The range starts at the line containing "Query: pinstripe pattern on jersey" and ends at the last line of the records below. Reproduce those lines exactly.
——————
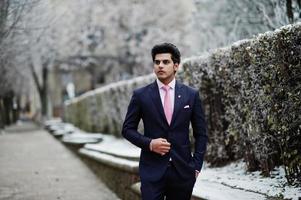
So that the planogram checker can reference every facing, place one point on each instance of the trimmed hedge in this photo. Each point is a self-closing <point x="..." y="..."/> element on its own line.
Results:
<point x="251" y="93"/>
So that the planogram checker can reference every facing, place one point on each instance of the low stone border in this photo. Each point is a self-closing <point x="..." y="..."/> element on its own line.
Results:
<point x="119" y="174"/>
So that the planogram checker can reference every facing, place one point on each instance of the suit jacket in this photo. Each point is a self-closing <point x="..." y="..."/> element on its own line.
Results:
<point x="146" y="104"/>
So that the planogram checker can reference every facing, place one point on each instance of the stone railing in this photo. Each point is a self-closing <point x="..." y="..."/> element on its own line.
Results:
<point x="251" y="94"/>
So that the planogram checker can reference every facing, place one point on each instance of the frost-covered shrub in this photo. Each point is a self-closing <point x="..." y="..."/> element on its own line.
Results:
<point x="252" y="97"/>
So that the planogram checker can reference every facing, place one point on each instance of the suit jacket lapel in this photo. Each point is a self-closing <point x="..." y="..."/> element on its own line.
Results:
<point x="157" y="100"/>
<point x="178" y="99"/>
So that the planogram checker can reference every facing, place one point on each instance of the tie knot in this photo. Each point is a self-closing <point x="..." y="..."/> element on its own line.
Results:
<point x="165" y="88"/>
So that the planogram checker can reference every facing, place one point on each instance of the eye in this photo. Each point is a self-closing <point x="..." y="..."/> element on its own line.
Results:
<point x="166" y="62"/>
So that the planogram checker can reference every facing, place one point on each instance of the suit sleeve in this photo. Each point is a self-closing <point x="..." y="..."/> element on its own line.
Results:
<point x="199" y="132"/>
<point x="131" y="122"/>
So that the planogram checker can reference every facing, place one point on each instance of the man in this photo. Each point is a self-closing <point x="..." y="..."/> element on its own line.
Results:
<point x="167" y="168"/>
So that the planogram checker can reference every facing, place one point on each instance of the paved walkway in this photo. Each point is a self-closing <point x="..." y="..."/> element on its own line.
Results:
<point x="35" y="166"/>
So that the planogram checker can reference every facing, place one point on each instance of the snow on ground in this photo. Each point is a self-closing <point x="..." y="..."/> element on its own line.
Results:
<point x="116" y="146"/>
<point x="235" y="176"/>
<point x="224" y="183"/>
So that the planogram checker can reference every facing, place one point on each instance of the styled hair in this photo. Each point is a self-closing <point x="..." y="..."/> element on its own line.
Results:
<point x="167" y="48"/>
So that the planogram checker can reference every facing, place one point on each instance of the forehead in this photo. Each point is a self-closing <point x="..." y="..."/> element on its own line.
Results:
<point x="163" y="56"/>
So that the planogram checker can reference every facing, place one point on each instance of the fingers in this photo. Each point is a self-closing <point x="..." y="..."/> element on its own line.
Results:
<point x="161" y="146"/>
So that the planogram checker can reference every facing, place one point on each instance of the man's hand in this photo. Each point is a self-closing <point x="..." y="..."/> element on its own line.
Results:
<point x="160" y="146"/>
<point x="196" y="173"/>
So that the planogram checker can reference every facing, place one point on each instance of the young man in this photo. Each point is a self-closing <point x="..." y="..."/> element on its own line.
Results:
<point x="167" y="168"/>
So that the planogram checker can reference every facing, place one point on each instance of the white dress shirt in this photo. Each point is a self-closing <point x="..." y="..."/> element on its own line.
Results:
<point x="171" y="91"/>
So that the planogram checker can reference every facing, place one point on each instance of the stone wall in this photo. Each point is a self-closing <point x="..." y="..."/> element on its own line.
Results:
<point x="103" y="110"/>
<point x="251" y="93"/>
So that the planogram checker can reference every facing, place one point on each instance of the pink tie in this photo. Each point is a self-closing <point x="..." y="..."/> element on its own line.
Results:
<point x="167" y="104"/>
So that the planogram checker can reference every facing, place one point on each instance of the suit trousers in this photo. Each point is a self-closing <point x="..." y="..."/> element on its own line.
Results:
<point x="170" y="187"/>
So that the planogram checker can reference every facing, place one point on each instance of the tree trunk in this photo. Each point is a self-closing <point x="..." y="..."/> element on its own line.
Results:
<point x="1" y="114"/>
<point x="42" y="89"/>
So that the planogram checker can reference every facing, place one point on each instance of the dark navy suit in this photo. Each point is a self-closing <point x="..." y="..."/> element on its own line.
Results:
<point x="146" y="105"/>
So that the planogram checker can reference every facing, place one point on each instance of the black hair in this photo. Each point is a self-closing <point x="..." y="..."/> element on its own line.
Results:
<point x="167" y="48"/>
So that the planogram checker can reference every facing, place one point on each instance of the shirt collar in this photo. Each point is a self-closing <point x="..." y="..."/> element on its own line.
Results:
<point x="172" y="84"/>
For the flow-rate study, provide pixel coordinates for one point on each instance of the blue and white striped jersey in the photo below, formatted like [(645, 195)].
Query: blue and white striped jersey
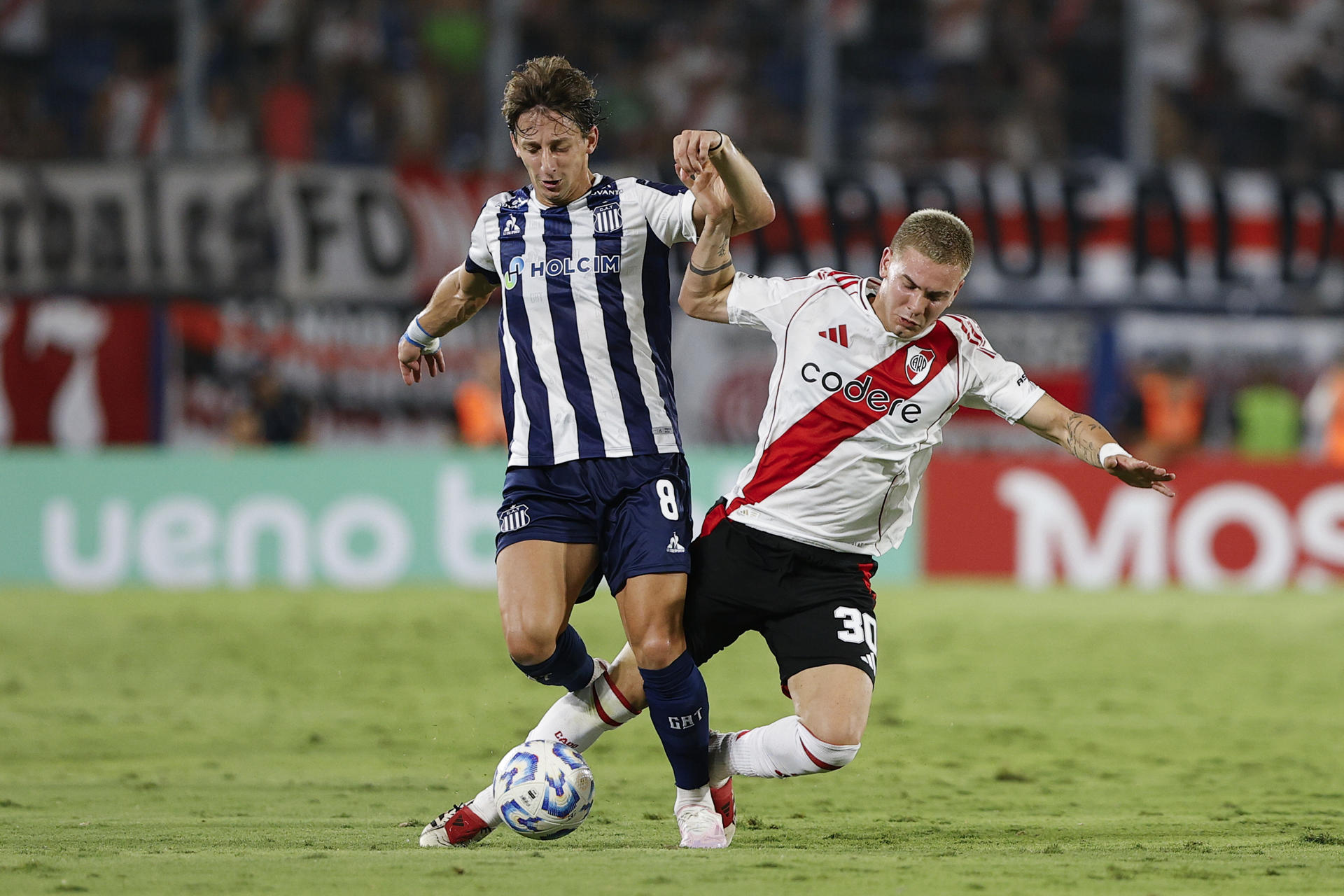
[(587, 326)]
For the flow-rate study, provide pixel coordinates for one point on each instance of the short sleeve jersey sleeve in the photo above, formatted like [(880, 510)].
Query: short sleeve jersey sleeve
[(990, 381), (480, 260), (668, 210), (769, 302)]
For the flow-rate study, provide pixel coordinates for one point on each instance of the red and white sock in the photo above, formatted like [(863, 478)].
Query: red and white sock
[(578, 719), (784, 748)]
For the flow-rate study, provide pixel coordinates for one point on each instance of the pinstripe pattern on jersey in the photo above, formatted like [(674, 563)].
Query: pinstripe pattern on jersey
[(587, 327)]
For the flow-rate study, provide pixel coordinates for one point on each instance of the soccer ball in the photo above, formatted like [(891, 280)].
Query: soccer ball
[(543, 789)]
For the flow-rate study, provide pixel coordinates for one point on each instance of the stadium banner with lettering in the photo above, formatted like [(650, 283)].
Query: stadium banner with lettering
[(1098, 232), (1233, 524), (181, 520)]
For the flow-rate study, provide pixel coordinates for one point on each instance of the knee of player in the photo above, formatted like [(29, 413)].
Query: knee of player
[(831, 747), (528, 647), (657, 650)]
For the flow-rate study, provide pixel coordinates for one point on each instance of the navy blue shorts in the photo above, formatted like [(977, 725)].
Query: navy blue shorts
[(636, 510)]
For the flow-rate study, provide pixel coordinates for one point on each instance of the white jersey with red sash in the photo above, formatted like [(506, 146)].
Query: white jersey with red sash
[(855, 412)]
——————
ANSWER BELOW:
Query: pinstripe pattern on jersey
[(587, 327)]
For the flow-rate study, provide pixel coordinates for one point on each instance of the soccer ball in the photo above, formatted like [(891, 280)].
Query: soccer ball
[(543, 789)]
For the flow-rate study, provide pixel coordinates for one point on each instance of the stadium banner with lettering in the photo above, formatted like [(650, 283)].
Query: stadium banner with lettering
[(1098, 232), (1233, 524), (181, 520)]
For the flow-rate study, provide pixel coordinates for one point on each instance of the knee of player in the photo above, formatted like [(29, 413)].
Query: knee of player
[(831, 747), (528, 647), (657, 650)]
For the flow-rate study, provide pixel coordinates for one point on each instance of the navy blue shorts in the photo above, formatted like [(977, 725)].
Query: navy blue shorts
[(636, 510)]
For the flow-rate study, provide pixel coordinates for one point on each instance of the white jersey with red sash in the photo above, formatted like [(506, 146)].
Query: white jersey with red sash
[(855, 412)]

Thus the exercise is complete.